Could you turn every line of the listing below into a numbered list and leave out any blank lines?

-- START OF Records shown --

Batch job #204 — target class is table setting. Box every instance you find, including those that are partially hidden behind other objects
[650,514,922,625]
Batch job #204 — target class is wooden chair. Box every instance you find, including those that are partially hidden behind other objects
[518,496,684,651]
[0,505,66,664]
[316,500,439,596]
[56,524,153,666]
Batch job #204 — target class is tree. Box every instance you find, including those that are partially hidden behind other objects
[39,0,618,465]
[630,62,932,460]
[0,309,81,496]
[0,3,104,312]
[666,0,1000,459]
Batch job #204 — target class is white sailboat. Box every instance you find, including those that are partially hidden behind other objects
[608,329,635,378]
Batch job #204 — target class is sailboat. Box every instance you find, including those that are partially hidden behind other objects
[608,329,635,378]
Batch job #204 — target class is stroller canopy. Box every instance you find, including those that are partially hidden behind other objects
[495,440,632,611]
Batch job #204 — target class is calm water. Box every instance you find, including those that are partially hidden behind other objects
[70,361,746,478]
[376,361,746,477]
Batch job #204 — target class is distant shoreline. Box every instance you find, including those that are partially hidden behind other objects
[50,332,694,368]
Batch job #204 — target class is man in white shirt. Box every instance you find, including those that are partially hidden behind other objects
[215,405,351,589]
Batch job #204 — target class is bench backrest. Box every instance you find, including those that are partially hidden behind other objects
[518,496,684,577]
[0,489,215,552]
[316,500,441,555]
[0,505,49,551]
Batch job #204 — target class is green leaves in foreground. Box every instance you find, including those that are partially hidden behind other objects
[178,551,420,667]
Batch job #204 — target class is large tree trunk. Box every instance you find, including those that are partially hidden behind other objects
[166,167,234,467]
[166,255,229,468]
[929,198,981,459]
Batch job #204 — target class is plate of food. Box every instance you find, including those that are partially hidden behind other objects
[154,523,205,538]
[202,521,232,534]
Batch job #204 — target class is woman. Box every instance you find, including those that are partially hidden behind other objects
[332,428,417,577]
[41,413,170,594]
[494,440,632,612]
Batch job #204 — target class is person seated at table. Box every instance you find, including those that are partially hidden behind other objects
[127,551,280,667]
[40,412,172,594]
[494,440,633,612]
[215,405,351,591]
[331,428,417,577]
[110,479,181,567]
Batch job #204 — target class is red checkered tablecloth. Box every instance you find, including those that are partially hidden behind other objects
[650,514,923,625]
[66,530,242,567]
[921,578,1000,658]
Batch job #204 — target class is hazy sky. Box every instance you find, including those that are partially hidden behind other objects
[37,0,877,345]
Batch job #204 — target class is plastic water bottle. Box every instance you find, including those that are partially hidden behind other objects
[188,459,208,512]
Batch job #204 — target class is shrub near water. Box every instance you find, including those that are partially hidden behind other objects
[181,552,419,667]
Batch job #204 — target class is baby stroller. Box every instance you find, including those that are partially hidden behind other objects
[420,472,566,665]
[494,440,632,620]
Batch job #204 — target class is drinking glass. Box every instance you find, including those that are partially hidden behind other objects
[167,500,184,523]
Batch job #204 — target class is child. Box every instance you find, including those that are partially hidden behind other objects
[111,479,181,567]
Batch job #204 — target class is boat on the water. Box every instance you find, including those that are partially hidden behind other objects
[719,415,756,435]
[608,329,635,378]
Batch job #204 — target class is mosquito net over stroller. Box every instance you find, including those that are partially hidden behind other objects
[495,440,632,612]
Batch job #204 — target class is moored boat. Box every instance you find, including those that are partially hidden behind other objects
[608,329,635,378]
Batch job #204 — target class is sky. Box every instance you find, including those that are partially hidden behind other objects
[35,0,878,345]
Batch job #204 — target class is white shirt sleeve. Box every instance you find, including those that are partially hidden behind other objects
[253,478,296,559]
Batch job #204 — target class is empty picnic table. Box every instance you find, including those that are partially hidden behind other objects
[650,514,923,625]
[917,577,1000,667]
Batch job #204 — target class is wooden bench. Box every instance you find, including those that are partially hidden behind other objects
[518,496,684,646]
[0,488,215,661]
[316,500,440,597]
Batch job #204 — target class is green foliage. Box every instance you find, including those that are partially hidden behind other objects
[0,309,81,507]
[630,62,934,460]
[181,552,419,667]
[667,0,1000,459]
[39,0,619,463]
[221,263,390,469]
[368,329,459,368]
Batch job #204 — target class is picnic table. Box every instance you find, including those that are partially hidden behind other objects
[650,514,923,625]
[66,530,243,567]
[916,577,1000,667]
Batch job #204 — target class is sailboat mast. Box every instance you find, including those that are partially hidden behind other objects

-- END OF Records shown --

→ Full answer
1. Batch job #204 — target class is table setting. Box every instance you find, including those that are partially hidden behind other objects
2. [650,514,922,625]
3. Batch job #204 — target class is wooden chair. Box every instance you find, including those that are partially hidden behind other objects
4. [518,496,684,651]
5. [0,505,66,664]
6. [316,500,439,596]
7. [56,524,153,666]
8. Batch job #204 — target class is tree. Box every instance you find, including those that are partially hidden behind other objects
9. [39,0,618,465]
10. [630,62,932,460]
11. [0,309,81,496]
12. [0,3,104,312]
13. [666,0,1000,459]
14. Batch job #204 — target class is white sailboat. Box every instance you find, including those that are partially hidden behind other objects
15. [608,329,635,378]
16. Batch job #204 — target class is sailboat. Box every instance you find, including those that are partially hidden behind other objects
17. [608,329,635,378]
18. Batch job #204 — target class is stroller canopy. Box every instance you find, including those that are partially hidden behind other objects
19. [495,440,632,611]
20. Batch job #204 — target class is calm water. Box every instance you find, including those that are partially hidden behind other objects
21. [70,361,746,478]
22. [376,361,746,477]
23. Batch job #204 — target class is distant shoreline. Box every instance you find, including those that are partially hidden behind other objects
24. [50,332,694,368]
25. Batch job #204 — target class is man in white shirt. Box every instance you find, including those that are partially hidden behind other objects
26. [215,405,351,589]
27. Batch job #204 — target class is bench backrest. Box every instance you find, including those that are partially hidden behind other objects
28. [518,496,684,577]
29. [0,489,215,552]
30. [316,500,441,555]
31. [0,505,49,551]
32. Batch job #204 — target class is green leaves in foreground. Box every instance you find, including those that are partially hidden behind other objects
33. [178,551,420,667]
34. Batch job #204 — target class is large tree trunk. Box every instance you find, including those that are partially hidden behind other objects
35. [166,167,234,467]
36. [166,255,229,468]
37. [929,198,981,459]
38. Batch job #204 — target class is plate of food. Box every instance you find, including those that are partially hidden behind other objects
39. [154,523,205,538]
40. [202,521,232,534]
41. Batch job #204 — target class is woman. Box every instance you find, including those that are partially hidden behind other objects
42. [332,428,417,577]
43. [41,413,170,594]
44. [494,440,632,612]
45. Batch job #204 — target class is person seated at table. Box every instance you find, including those that are partially hidden behind other objects
46. [127,551,280,667]
47. [40,412,172,594]
48. [494,440,633,612]
49. [215,405,351,591]
50. [331,428,417,577]
51. [110,479,181,567]
52. Batch job #204 — target class is red checkered tablecloth. Box every instance you find, including those that are partially hidden behind other objects
53. [650,514,923,625]
54. [66,530,242,567]
55. [921,578,1000,658]
56. Batch job #204 — target class is hazy sky. Box every instance you find, including those that are partially hidden behind other objects
57. [37,0,877,345]
58. Batch job #204 — target class is plastic water bottle. Box every instance you find, including those that are partially hidden behind other objects
59. [188,459,208,512]
60. Batch job #204 — target class is shrub near water. Box every instance you find, including those that are partially hidden behind other objects
61. [181,552,419,667]
62. Batch job #204 — target class is baby stroller. Box every instance you find, including those that are partially hidden behind other objects
63. [420,472,566,665]
64. [494,440,632,620]
65. Batch job #204 — target class is drinking glass. Box every instance you find, including those that are partially hidden behind other objects
66. [167,500,184,523]
67. Batch job #204 — target class is child. Box every instance you find, including those that are partially hidden behind other objects
68. [111,479,181,567]
69. Batch job #204 — target class is boat on the water. Box every instance you find, including those that are partially hidden behind other objects
70. [719,415,756,435]
71. [608,329,635,378]
72. Batch job #204 — target class is mosquito net over stroller. Box every instance you find, including those that are partially hidden behind other objects
73. [495,440,632,612]
74. Batch job #204 — target class is moored boat. Box every instance you find, including those that are partially hidden behind other objects
75. [608,329,635,378]
76. Batch job #204 — target class is sky. Box every instance you find, including those that are partially hidden behind other objects
77. [35,0,878,345]
78. Batch job #204 — target class is white shirt sleeve. Box every instance you find, including those that are partially hidden behind other objects
79. [253,478,296,559]
80. Batch job #204 — target class is empty picnic table. Box every instance you find, including those that are partially hidden behind other objects
81. [650,514,923,625]
82. [917,577,1000,667]
83. Batch job #204 — target class is wooden bench. Box every instance you find, including those that are partially hidden behind other objects
84. [518,496,684,646]
85. [0,488,215,661]
86. [316,500,440,597]
87. Batch job #204 — target class is green foliage. Box every instance you find, including those that are partially hidden behind other objects
88. [0,309,81,507]
89. [630,62,934,460]
90. [181,552,419,667]
91. [667,0,1000,459]
92. [39,0,619,463]
93. [221,263,390,469]
94. [368,329,459,368]
95. Batch job #204 — target class is picnic table. Box every instance you find, including those that are partially hidden behind other objects
96. [650,514,923,625]
97. [66,530,243,567]
98. [916,577,1000,667]
99. Batch job #204 — target class is sailboat mast. Box every instance you find, including those that are partially hidden behind other objects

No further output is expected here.